Task to carry out — Retype the material, please. Every line must match.

Given records —
*** Block opens ***

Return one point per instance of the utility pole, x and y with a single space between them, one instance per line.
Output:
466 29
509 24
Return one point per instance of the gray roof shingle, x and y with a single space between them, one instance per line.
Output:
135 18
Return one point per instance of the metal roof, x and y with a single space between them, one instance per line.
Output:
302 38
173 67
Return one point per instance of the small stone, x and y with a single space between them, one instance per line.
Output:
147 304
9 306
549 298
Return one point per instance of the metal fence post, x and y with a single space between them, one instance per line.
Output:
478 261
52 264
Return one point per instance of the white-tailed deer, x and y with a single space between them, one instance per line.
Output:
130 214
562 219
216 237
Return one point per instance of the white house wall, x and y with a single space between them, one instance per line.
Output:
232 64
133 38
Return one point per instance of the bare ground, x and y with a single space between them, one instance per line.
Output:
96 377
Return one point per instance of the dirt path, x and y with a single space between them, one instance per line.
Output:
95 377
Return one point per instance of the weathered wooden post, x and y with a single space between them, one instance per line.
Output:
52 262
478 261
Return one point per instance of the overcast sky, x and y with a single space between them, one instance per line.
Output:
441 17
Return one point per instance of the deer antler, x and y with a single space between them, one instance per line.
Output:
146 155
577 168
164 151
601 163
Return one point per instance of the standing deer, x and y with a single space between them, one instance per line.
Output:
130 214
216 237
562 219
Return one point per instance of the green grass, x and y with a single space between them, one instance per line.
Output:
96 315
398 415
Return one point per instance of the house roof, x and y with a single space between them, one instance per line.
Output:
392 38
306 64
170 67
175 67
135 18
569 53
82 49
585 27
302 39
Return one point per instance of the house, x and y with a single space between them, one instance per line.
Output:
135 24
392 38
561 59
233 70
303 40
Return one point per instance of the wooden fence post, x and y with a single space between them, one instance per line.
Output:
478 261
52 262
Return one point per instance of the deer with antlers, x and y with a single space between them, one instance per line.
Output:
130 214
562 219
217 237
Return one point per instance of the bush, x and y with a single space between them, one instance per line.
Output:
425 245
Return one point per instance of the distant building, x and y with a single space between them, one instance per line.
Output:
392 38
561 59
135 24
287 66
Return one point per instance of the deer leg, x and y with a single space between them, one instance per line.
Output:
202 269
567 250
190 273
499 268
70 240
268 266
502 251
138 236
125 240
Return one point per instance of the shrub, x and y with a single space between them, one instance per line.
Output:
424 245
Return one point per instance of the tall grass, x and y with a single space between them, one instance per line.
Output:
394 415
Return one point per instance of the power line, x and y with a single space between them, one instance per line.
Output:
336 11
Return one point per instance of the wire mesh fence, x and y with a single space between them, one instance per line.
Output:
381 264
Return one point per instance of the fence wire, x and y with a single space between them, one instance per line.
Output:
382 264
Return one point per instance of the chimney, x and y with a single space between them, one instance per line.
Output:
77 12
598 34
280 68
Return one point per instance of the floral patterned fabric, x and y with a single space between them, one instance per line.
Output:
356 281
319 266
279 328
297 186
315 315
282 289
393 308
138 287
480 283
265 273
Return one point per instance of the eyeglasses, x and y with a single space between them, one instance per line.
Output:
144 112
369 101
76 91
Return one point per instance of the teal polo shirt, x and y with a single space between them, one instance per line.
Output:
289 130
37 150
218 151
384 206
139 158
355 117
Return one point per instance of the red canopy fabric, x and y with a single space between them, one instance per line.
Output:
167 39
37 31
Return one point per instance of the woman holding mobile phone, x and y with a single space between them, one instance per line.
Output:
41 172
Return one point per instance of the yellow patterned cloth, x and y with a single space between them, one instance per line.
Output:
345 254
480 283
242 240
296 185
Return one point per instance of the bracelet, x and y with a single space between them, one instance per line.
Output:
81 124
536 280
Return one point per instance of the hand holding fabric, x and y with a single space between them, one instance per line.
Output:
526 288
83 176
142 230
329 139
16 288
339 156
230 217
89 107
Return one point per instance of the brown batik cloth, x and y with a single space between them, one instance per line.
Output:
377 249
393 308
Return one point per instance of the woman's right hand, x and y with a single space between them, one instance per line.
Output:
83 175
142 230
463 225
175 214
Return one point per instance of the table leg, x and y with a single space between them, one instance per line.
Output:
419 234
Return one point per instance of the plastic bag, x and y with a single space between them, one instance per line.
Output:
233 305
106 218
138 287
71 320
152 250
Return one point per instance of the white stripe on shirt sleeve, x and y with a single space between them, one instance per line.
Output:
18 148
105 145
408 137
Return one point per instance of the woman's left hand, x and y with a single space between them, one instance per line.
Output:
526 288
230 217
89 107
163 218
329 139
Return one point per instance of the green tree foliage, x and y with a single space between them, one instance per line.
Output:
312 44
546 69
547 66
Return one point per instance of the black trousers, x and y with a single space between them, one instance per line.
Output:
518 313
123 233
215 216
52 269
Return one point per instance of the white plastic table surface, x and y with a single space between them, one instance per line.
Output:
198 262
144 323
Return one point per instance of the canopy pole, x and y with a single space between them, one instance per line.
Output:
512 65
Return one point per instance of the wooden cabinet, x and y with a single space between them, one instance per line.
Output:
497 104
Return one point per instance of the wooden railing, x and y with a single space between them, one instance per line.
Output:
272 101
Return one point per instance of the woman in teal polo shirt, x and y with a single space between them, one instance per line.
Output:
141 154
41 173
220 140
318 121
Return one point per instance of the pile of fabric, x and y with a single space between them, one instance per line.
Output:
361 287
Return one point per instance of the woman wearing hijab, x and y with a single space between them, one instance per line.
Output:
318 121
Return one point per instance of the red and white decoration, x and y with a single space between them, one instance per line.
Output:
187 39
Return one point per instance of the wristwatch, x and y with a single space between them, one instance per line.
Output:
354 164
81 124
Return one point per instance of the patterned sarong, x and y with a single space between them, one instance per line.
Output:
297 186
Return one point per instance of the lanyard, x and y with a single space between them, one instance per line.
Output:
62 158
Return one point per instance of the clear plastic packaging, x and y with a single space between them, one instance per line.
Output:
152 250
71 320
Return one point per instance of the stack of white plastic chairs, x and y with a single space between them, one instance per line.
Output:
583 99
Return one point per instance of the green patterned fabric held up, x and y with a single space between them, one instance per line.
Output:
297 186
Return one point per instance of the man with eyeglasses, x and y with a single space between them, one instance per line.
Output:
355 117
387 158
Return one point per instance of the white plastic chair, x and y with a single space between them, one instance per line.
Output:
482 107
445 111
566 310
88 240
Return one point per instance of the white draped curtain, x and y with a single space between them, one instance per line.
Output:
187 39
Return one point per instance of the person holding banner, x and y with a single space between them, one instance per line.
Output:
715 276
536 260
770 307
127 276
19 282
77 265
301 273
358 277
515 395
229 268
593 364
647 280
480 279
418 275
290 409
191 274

*** Block closes ***

Response below —
Return one point per instance of the utility pole, x and y with a single space between them, one instance per line.
Output:
466 29
509 24
Return one point per instance of the gray roof shingle, x and y with a single space between them, one instance per line.
Output:
135 18
Return one point per instance of the metal roof, x and y with a single space between them, one instance per line.
Output:
302 38
173 67
Return one point per instance of the small stone, x and y with a single space between them, one instance per line.
Output:
147 304
9 306
549 298
Return one point per instance of the metal fence post, x and y with a single space between them, one instance per line.
Output:
478 261
52 264
Return one point per instance of the white-tailed deer, x and y with a single space between them, one instance per line.
Output:
130 214
562 219
216 237
Return one point per instance of the white house wall, x and y with a single space between them, one instance per line.
Output:
232 64
133 38
Return one point per instance of the bare ground, x and y with a single space between them, one instance per line.
Output:
96 377
Return one point per instance of the dirt path, x and y with a single space between them, one instance per line.
Output:
95 377
Return one point per instance of the weathered wooden post, x and y with a single space between them, one instance per line.
Output:
52 262
478 261
Return one point per instance of the overcast sky, x and y with a single space between them, one instance per line.
Output:
441 17
Return one point per instance of the deer antler, x and y with a single space between them, one instance per line.
Output:
146 155
577 168
164 151
601 163
Return one point per instance of the standing deer, x and y with a single space between them, one instance per line.
Output:
130 214
216 237
562 219
Return one point per instance of the green grass, x and y with a single space between them, one instance per line.
Output:
96 315
398 415
Return one point per instance of the house roof, x and y with a single space between them, one instance per line.
Output:
392 38
306 64
170 67
175 67
135 18
569 53
82 49
585 27
302 39
Return one point per instance of the house, x and y with a single space between them, one instance per line.
Output:
135 24
392 38
561 59
233 70
303 40
Return one point per instance of the wooden fence post, x and y with a single space between them, one instance per line.
Output:
478 261
52 262
Return one point per instance of the deer with antlers, x and y with a single space between them, one instance per line.
Output:
130 214
562 219
217 237
Return one point per instance of the bush, x and y with a single space between them, one instance per line.
Output:
425 245
Return one point per instance of the distant building, x and y with a single space between them, one instance per line.
Output:
392 38
561 59
135 24
287 66
Return one point per instance of the deer leg, x and y with a single space between them, one instance per line.
Output:
202 269
567 250
190 273
499 268
70 240
268 266
502 251
138 236
125 240
Return one point per instance of the shrub, x and y with a single space between them, one instance per line.
Output:
424 245
Return one point per instance of the tall grass, x and y with a single space between them, one instance per line.
Output:
394 415
Return one point per instance of the power line, x and y with a single space between them, one instance per line.
Output:
336 11
Return one point per instance of the wire mesh fence, x and y with a single space between them, one instance per line.
Output:
381 264
Return one point per instance of the fence wire, x and y with a single space between them, one instance per line.
Output:
382 264
Return one point per instance of the chimney, x and y with a single space between them, one instance per line.
Output:
77 12
598 34
280 68
Return one point per instance of the floral patterned fabric, x and y with a single space between them, one instance per line.
Output:
356 281
319 266
279 328
297 186
315 315
282 289
393 308
138 287
480 283
265 273
Return one point per instance of the eyeglasses, x and y with a single space between them, one instance per line.
Output:
144 112
369 101
76 91
Return one point per instance of the teal polo shirt, x and y with a single space between them, one instance per line.
Output:
289 130
37 150
218 151
384 206
139 158
355 117
Return one point per instance of the red canopy fabric, x and y with a single space between them, one instance per line.
Output:
167 39
37 31
Return one point per instance of the woman holding mobile phone, x and y with a single space between them, one instance per line.
Output:
41 172
Return one point per instance of the yellow patterned cloth, x and y with a single space between them, one instance per line.
Output:
345 254
480 283
242 240
296 185
Return one point per instance of the bracelet, x and y with a single space between them, one instance per line.
Output:
81 124
536 280
Return one point per instance of the hand holding fabric, x and y with a single space between them, one instance per line.
Output:
526 288
83 176
142 230
329 139
16 288
339 156
230 217
89 107
Return one point per instance of the brown batik cloth, x and y with a single space between them, one instance per line.
Output:
377 249
393 308
Return one point per instance of the woman's right hand, x and y with a single space between them, one instance per line.
Output:
83 175
142 230
463 225
175 214
Return one point per instance of the table leg, x and y with a single space between them, one instance per line.
Output:
419 234
Return one point per instance of the plastic bag, x and y with a single space between them, one instance per line.
Output:
233 305
106 218
138 287
71 320
152 250
Return one point per instance of the white stripe on shirt sleeve, x and y with a single space between them, one instance per line.
Output:
18 148
105 145
408 137
Return one point per instance of the woman's left hand, x and y with a single space between them, one instance per line.
Output:
526 288
230 217
89 107
163 218
329 139
Return one point per instance of the green tree foliage, x and y with a single space between them, one instance per line.
Output:
312 44
546 69
547 66
Return one point per instance of the black trousers, x and y with a single space between them, one instance per line.
Output:
518 313
123 233
215 216
52 269
Return one point per instance of the white plastic table surface, x and y with a single space between them, one instance per line.
Output:
198 262
144 323
Return one point per instance of the canopy pole, x and y with a single space between them, one instance per line.
Output:
512 65
Return one point per instance of the wooden cabinet, x and y with a single space between them, one instance per line.
Output:
497 104
Return one point per instance of the wooden railing, x and y with a single space between them, one instance per line.
Output:
272 101
Return one point per instance of the woman in teal polo shirt, x and y with a single space between them, one instance per line.
Output:
141 154
41 173
220 140
318 121
Return one point per instance of the pile of fabric, x and y with a single space between them, one instance per line.
Output:
361 287
Return one point per instance of the woman wearing hijab, x and y with a single space between them, one instance per line.
Output:
318 121
Return one point per instance of the red and white decoration, x and y with a single space between them, one instance per line.
Output:
187 39
Return one point per instance of the wristwatch, x and y with a single space between them, one instance per line.
Output:
354 164
81 124
Return one point per instance of the patterned sarong, x and y with a single space between them, one instance per line.
Output:
297 186
Return one point per instance of the lanyard, x and y with a single space between them, one instance per line.
Output:
62 158
Return one point per instance of the clear plastic packaging, x and y with a single space between them, one instance per line.
Output:
152 250
71 320
Return one point per instance of the stack of white plastic chairs, x and y with a single space between them, one instance per line.
Output:
583 99
Return one point per instance of the green patterned fabric held up, x and y with a single space between them, one instance per line.
Output:
297 186
Return one point per instance of the man with eyeglasses, x and y with a single space between them, one instance per line.
Output:
355 117
387 158
Return one point per instance of the white plastic chair, x and y with a single space between them, one instance per line.
Output:
482 107
445 111
566 310
88 240
Return one point per instance of the white draped curtain, x and y with a single space between them, one instance per line.
Output:
187 39
Return one point per instance of the person holding banner, x and y with a single space between them, one instance per line.
Output:
715 276
536 260
770 307
127 276
19 282
77 265
301 273
358 277
515 395
229 268
593 364
647 280
480 279
418 275
290 409
191 274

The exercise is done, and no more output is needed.